Falamos com o diretor de arte sobre as origens do jogo.

Crédito da imagem: Eurogamer Portugal

Dragon Age: The Veilguard é o primeiro jogo original da Bioware desde Anthem, uma sequela para Inquisition que chega 10 anos após o seu lançamento em 2014, quando conquistou diversos prémios, incluindo o de Jogo do Ano. É uma enorme responsabilidade para a Bioware que tenta algo diferente no sistema de combate, que apostou num design mais linear para tornar a experiência mais focada, mas que preserva a mesma vontade de uma ambiciosa experiência de forte tom cinematográfico.

Outra coisa que também não mudou é a paixão da equipa criativa por fantasia, com uma direção artística sublime que facilmente encanta quem se imagina a explorar ambientes mágicos. Para descobrir mais sobre o processo criativo e da arte do jogo, tivemos a oportunidade de conversar com Matt Rhodes, um veterano da Bioware que partilhou connosco os objetivos da equipa, que procurou equilibrar o tom sombrio da narrativa com alguma beleza e cor.

Eurogamer Portugal Reparei no seu ArtStation que adora banda desenhada como Prince Valiant. Senti que Dragon Age: The Veilguard é muito estilizado, há alguma inspiração aqui?

Matt Rhodes É uma boa pergunta. Veilguard não tirou inspiração específica de Prince Valiant, isso é mais inspiração minha, para o meu trabalho pessoal, quando faço coisas minhas. Ao desenvolver cada Dragon Age, o tipo de histórias que queremos contar cresceram, tal como nós crescemos enquanto criadores, existem novos locais que queremos explorar ou coisas que gostamos nos anteriores e que sentimos merecer melhor ênfase.

Especialmente nas fases iniciais, os líderes criativos queriam apostar ainda mais num foco de personagens vivas, sejam os companheiros ou pessoas com quem vais interagir no mundo. A linguagem visual que começamos a usar para isso é algo que realmente, tenho dito que a tecnologia saiu da frente para ficarmos frente a frente com as personagens. Temos uma quantidade enorme de personagens e apenas os queríamos apresentar de forma bem explícita, para a sua personalidade brilhar, a ação ser vista de forma mais perceptível no combate ou na exploração. Tal como em Prince Valiant, foi perseguir a legibilidade e personalidade.

Eurogamer Portugal Algumas ilustrações suas fazem pensar em cenas do jogo, como uma que nos remete para Treviso, o que me fez pensar nessas ligações.

Matt Rhodes Sim, certo. The Veilguard foi, para todos, uma experiência que nos fez sentir como crianças numa loja de doces pois conseguir construir um mundo em locais que apenas foram mencionados, alguns deles apenas em textos, conseguir construir esses locais, pensar em como seriam. Fomos buscar inspiração a várias coisas, para tentar capturar o tom e sensação que queríamos. Penso que muito disso é narrativa clássica, por isso há muita sobreposição.

• [Material fornecido]
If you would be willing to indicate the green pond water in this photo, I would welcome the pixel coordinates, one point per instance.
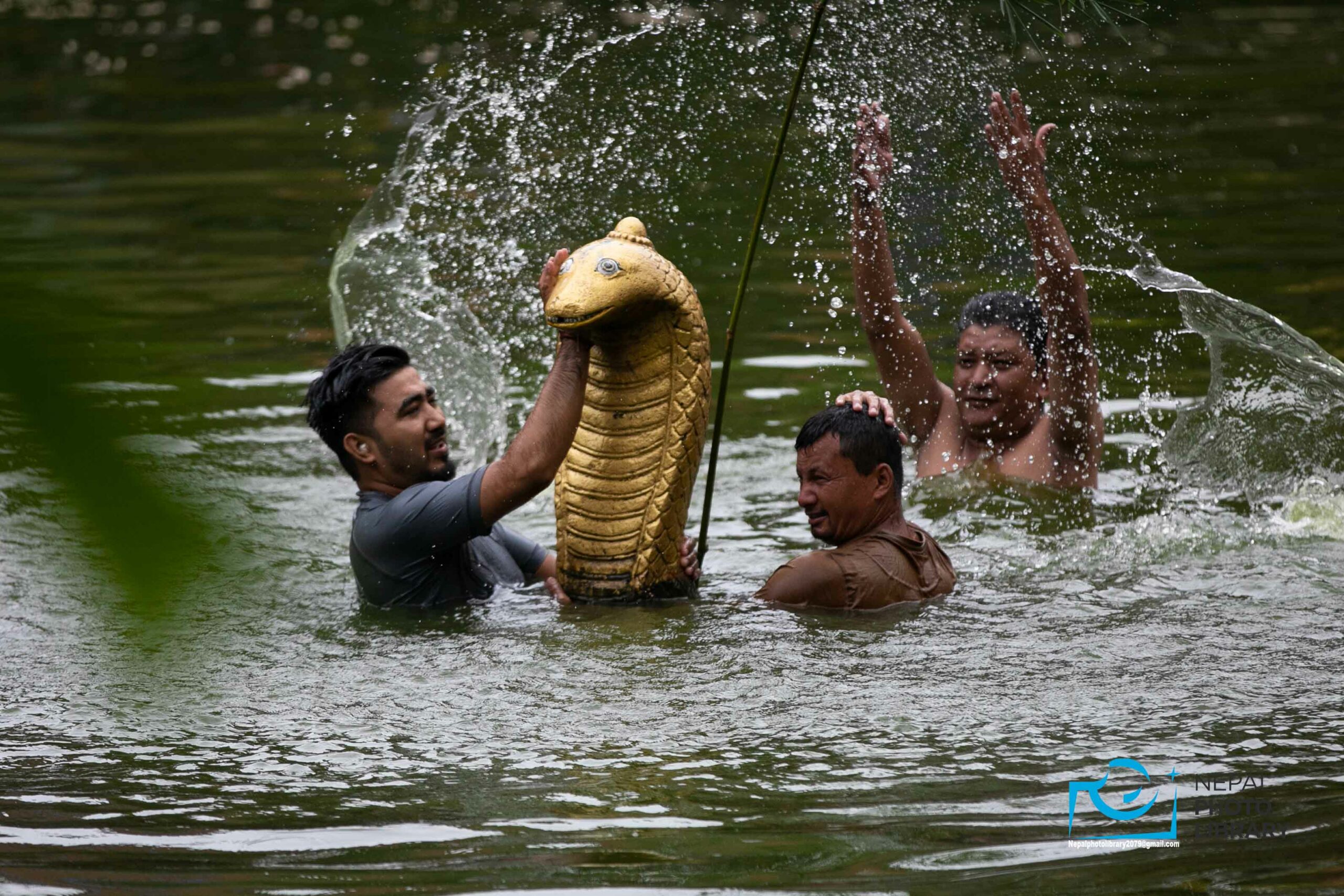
(178, 179)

• [O que fazer]
a - Resuma o parágrafo da entrevista sobre Dragon Age: The Veilguard que começa por "Dragon Age: The Veilguard é o primeiro jogo original", conservando os factos principais.
b - Prossiga a entrevista sobre Dragon Age: The Veilguard a partir do ponto em que termina.

• [Resultados por tarefa]
a - Dragon Age: The Veilguard é o primeiro jogo original da Bioware desde Anthem e a sequela de Inquisition. Chega 10 anos depois desse jogo, lançado em 2014, que ganhou vários prémios, incluindo o de Jogo do Ano. A Bioware arrisca um sistema de combate diferente e um design mais linear e focado, mas mantém a ambição de uma experiência de forte tom cinematográfico.

b -
Image credit: Eurogamer Portugal

Eurogamer Portugal Quais foram os principais benefícios em optar por um design mais linear para o mundo. É relativamente linear, mas vai expandindo com o progredir da narrativa, o que me agradou imenso. Qual foi o processo criativo neste design?

Matt Rhodes Vou canalizar o François, o nosso designer de mundo e de missões, trabalhou em Inquisition, nas coisas em mundo aberto, e ele gosta de dizer que em Veilguard ao invés de linear, optamos por algo cujo termo é “centrado no hub”. Existem áreas centrais e estão conectadas, o que nos permitiu, em termos de arte, eu também trabalhei em Inquisition e foi fixe criar estas áreas enormes, mas infelizmente não permitiam um grande foco, estava tudo dispersado.

Com este design “hub and spoke”, podes criar áreas mais distintas, que permitem na mesma exploração e ficar perdido para descobrir coisas escondidas, mas ao apertar o foco, conseguimos apostar numa experiência visual mais rica. Em Inquisition, tens alguns locais maiores, enquanto em Veilguard tens mais locais e cada um tem o seu tom próprio e mais potente.

Eurogamer Portugal Locais como a Floresta de Arlathan são mesmo mágicos e repletos de fantasia, aquela panorâmica ao sair da viagem rápida parece levar-nos para um cenário escrito por Tolkien.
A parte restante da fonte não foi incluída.